[Saved entries]
·····
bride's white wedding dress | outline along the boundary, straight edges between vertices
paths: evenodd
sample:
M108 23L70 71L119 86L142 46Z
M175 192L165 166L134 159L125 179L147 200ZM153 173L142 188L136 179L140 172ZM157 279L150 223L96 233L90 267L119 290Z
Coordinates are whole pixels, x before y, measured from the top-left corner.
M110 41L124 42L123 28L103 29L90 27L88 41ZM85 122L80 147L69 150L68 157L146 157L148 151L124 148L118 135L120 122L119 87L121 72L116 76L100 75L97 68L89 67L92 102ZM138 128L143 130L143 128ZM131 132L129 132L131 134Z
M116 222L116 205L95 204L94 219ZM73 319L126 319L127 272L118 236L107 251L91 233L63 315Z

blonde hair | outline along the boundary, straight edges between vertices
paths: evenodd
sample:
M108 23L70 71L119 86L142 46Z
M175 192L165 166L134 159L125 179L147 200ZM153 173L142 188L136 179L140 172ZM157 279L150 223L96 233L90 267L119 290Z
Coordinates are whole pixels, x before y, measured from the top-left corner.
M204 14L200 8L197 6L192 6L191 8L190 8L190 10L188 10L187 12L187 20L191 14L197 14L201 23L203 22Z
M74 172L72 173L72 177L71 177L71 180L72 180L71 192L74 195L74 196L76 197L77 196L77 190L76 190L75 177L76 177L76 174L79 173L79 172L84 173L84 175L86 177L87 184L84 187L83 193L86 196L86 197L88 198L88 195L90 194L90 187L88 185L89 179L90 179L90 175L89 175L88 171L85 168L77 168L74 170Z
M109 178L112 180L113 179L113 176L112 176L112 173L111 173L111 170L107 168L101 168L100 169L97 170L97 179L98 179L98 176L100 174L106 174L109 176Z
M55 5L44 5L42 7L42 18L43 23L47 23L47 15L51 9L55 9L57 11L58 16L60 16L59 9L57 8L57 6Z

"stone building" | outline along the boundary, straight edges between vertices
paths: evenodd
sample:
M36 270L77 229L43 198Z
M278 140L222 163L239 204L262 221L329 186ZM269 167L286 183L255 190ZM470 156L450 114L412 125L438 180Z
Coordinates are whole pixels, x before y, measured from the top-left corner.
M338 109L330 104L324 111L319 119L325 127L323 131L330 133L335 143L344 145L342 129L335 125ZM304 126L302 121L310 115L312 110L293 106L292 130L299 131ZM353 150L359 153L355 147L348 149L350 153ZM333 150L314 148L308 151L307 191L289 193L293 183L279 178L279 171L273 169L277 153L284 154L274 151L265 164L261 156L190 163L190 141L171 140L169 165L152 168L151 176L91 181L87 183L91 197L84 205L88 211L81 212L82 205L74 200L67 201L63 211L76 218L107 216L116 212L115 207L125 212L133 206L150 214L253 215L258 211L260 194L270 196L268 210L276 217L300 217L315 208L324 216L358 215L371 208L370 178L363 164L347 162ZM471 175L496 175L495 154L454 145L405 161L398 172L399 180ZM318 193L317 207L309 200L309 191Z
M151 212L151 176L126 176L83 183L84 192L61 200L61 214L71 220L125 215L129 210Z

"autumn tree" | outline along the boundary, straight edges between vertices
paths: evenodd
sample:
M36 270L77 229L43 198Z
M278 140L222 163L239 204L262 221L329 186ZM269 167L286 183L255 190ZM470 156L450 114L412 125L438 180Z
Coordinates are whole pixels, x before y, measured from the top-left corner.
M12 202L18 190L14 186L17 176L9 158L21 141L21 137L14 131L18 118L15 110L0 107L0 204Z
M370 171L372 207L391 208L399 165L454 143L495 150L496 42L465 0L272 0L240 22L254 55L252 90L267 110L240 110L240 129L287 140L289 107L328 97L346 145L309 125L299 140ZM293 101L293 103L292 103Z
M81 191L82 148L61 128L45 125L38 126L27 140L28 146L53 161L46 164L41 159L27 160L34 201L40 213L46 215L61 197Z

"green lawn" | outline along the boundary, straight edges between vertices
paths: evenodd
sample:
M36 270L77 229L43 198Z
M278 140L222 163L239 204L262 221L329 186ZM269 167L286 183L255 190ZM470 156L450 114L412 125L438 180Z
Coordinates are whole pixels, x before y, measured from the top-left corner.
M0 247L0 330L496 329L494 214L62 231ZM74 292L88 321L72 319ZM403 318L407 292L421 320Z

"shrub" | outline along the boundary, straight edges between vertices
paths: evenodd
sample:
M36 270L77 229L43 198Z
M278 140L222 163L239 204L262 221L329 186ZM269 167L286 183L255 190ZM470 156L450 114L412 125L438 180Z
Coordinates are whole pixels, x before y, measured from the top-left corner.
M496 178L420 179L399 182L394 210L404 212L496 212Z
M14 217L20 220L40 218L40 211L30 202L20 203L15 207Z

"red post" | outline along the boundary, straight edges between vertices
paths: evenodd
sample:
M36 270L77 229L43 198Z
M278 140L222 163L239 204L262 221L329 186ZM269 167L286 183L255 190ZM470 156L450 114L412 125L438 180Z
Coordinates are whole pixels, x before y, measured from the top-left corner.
·····
> _Stated goal_
Swap "top-left corner" for "upper-left corner" everywhere it appears in the saved entries, and leave everything else the same.

> _The output_
bride's white wedding dress | outline along the boundary, straight edges between vertices
paths: evenodd
sample:
M108 23L70 71L119 86L142 46Z
M175 192L165 166L134 159L125 179L147 200ZM153 173L142 188L136 179L140 172ZM157 279L150 223L96 233L90 267L119 290Z
Coordinates are whole pixels, x before y, measured from the upper-left corner.
M110 41L124 42L123 28L103 29L90 27L88 41ZM85 122L80 147L69 150L68 157L146 157L148 151L124 148L118 135L120 122L119 87L121 72L116 76L100 75L97 68L89 67L92 102ZM138 128L143 130L143 128ZM131 132L129 132L131 134Z
M116 222L116 205L95 204L94 219ZM73 319L126 319L127 272L118 236L107 251L91 233L63 315Z

blonde hair | outline along the boundary, straight edges between vertices
paths: evenodd
sample:
M108 23L70 71L119 86L142 46Z
M175 192L165 166L134 159L125 179L147 200ZM153 173L142 188L136 179L140 172ZM157 279L150 223L96 233L90 267L119 290Z
Coordinates are whole pixels, x before y, measured from the upper-left corner.
M204 14L200 8L197 6L192 6L191 8L190 8L190 10L188 10L187 12L187 20L191 14L197 14L201 23L203 22Z
M74 172L72 173L72 177L71 177L71 180L72 180L71 192L74 195L74 196L76 197L77 196L77 190L76 190L75 177L76 177L76 174L79 173L79 172L84 173L84 175L86 177L87 184L84 187L83 193L86 196L86 197L88 198L88 195L90 194L90 187L88 185L89 179L90 179L90 175L89 175L88 171L85 168L77 168L74 170Z
M109 178L112 180L113 179L113 176L112 176L112 173L111 173L111 170L107 168L101 168L100 169L97 170L97 179L98 179L98 176L100 174L106 174L109 176Z
M55 5L44 5L42 7L42 18L43 23L47 23L47 15L51 9L55 9L57 11L58 16L60 16L59 9L57 8L57 6Z

"stone building" | outline along the boundary, straight edges between vertices
paths: evenodd
sample:
M36 270L77 229L43 198Z
M278 140L222 163L239 204L262 221L329 186ZM269 167L286 183L255 190ZM470 156L450 114L412 125L438 180Z
Coordinates are whole pixels, x before y, measured from the upper-left corner.
M338 109L330 104L324 111L319 119L325 127L323 131L330 133L335 143L344 145L342 129L335 125ZM304 126L302 121L310 115L312 110L293 106L292 130L299 131ZM353 150L359 153L355 147L348 149L350 153ZM333 150L314 148L308 151L307 191L289 193L293 183L279 178L279 171L273 169L277 153L284 154L274 151L265 164L261 156L190 163L190 141L171 140L169 165L152 168L151 176L91 181L87 183L91 197L84 205L88 211L81 212L82 205L74 200L67 201L63 211L76 218L107 216L116 212L115 207L125 212L133 206L150 214L253 215L258 211L260 194L270 196L268 210L276 217L300 217L315 208L324 216L358 215L371 208L370 178L363 164L347 162ZM471 175L496 175L495 154L454 145L405 161L398 172L399 180ZM318 193L317 207L309 200L309 191Z
M151 212L151 176L126 176L83 183L84 192L61 200L61 214L71 220L125 215L129 210Z

"autumn tree" | outline along the boundary, straight edges between vertices
paths: evenodd
sample:
M36 270L77 229L43 198Z
M278 140L222 163L239 204L262 221L329 186ZM269 167L286 183L255 190ZM470 156L450 114L412 125L438 180Z
Coordinates are whole pixels, x before y, measured from the upper-left corner.
M12 202L18 190L14 186L17 176L9 158L21 141L21 137L14 131L18 118L15 110L0 107L0 204Z
M370 171L372 207L391 208L399 165L454 143L495 150L496 42L465 0L272 0L240 22L254 55L252 90L267 110L240 110L240 129L287 140L289 107L328 97L346 145L309 125L299 140ZM293 101L293 103L292 103Z
M81 191L82 148L61 128L45 125L38 126L27 140L28 146L53 161L46 164L41 159L27 160L34 201L40 213L46 215L61 197Z

"green lawn" | outline along the boundary, straight edges between vertices
paths: evenodd
sample:
M36 270L77 229L43 198Z
M278 140L222 163L239 204L262 221L329 186ZM269 167L286 183L255 190ZM470 156L450 114L412 125L438 180Z
Coordinates are whole pixels, x before y, measured from the upper-left corner.
M0 247L0 330L496 329L494 214L62 231ZM74 292L88 321L72 319ZM403 318L407 292L421 320Z

"shrub" | outline along the boundary, straight edges between vertices
paths: evenodd
sample:
M36 270L77 229L43 198Z
M278 140L222 163L239 204L262 221L329 186ZM269 167L286 183L255 190ZM470 156L450 114L412 125L438 180Z
Coordinates are whole pixels, x before y, measured from the upper-left corner.
M496 178L420 179L399 182L394 210L404 212L496 212Z
M14 217L20 220L40 218L40 211L30 202L20 203L15 207Z

"red post" | outline along the boundary, straight edges between vertices
paths: evenodd
sample:
M36 270L77 229L43 198Z
M278 140L222 163L239 204L262 221L329 186ZM269 167L286 183L255 190ZM470 156L450 114L412 125L438 180Z
Coordinates are whole pixels, x before y, measured from the upper-left corner.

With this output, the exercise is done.